→ **JOB 1**:
Answer these questions about the forum post concerning arfa brane, one answer per line:
(a) According to the post, how does arfa take being gently corrected?
(b) Where does the post suggest arfa might reserve his particular brand of arrogance?
(c) What does the post say takes humility to admit?
→ **JOB 2**: Return the passage of the forum post about arfa brane that begins at the words "Maybe arfa brane" and stops after the words "might have been.".
→ **JOB 3**: Supply the next part of the forum post about arfa brane, starting after its final sentence.

→ **SELECTION**:

"""

I think you're right. At some time in the past, I no doubt called arfa out on an error he made. That apparently caused some kind of crisis of ego in him. It seems to me that he is accustomed to believing himself to be the smartest person in every room. Rather than admitting an error or an inferior understanding of something, he feels like he needs to double down or triple down to protect his fragile ego.
Maybe arfa brane isn't like this "in real life". Maybe he reserves his particular brand of arrogance for internet forums. Whatever it is, though, on the internet he has apparently forgotten how to carry on a polite conversation - at least if there is any chance of somebody disagreeing with his views. Worse, he takes being gently corrected as a personal slight. It makes him angry, and he starts lashing out with personal attacks. He tries to bully, in short, and I'm the first to admit I don't like that.
No doubt there was a particular trigger point for arfa's animosity towards me. But he's now spent so long trying to come up excuses to pick fights with me that it's hard for me to pinpoint when the first one might have been.
I get it that it takes a certain strength of character to admit you're not perfect, and humility to admit when you are wrong. Some people struggle with developing that maturity. Probably, some never get there. Some like to deflect their problems and shortcomings onto others. I understand this. It doesn't mean I (or you) should pussy-foot around such people, to pander to their insecurities.

"""

→ **DATASET CONTENT**:
"""

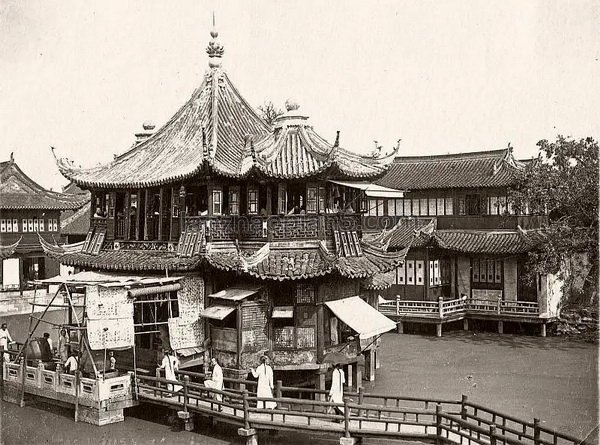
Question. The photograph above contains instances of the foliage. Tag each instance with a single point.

"""

→ **TASK RESULT 1**:
(a) As a personal slight
(b) Internet forums
(c) When you are wrong

→ **TASK RESULT 2**:
Maybe arfa brane isn't like this "in real life". Maybe he reserves his particular brand of arrogance for internet forums. Whatever it is, though, on the internet he has apparently forgotten how to carry on a polite conversation - at least if there is any chance of somebody disagreeing with his views. Worse, he takes being gently corrected as a personal slight. It makes him angry, and he starts lashing out with personal attacks. He tries to bully, in short, and I'm the first to admit I don't like that.
No doubt there was a particular trigger point for arfa's animosity towards me. But he's now spent so long trying to come up excuses to pick fights with me that it's hard for me to pinpoint when the first one might have been.

→ **TASK RESULT 3**:
And that's you needing five paragraphs to acknowledge that no, you don't actually know why he's upset.
I should point out that, if somebody is going to make either of those accusations (against anyone), they should have the common decency to present a supporting case for their view, which ought to be objective and evidence-based. Otherwise, it's just rudeness - insults for insults sake.
The question of corruption depends on subtleties and nuance; when people present evidence, you just get indignant, rewriting what people say in order to defend your character against your own straw, and if it gets too much for you to handle, you just don't answer.
And that's part of the reason why lines like—
One thing you (and other readers) might have noticed over time is that I become less "easy to talk to" the more the people who are trying to talk to me fail to observe basic human courtesies.
—don't work. It goes both ways, you know; other people's frustration with your wilful dishonesty and disruption builds and, yes, some do eventually start cussing you out. That doesn't mean Arfa Brane's conduct is appropriate, but it's also true that compared to trying to figure out how to accommodate your extraordinary needs, a fuckton of fuckoff can feel like an easy temptation.
Here's another example:
We could have a more useful discussion about the reasons I might "disdain" certain aspects of religion, if you were interested.
These sorts of lines are more performative than anything else. After you spend years avoiding such questions, you try a line like that when you think it might have some theatrical effect, but we do have the recent example of the thread about
talking to God↗, so maybe you should quit with the make-believe.
Yes, James, we could have a more useful discussion about the reasons you might disdain certain aspects of religion, but it's not, as you suggest, a question of my interest; you have been running away from those discussions for years. Genuine, useful discussions of religion and religious belief apparently exceed you. And, moreover, as the example I provided reminds, getting you to even approach those issues is its own trial, and what you offer is largely a bland, featureless caricature that, at best, applies to some assertion of an impossible average.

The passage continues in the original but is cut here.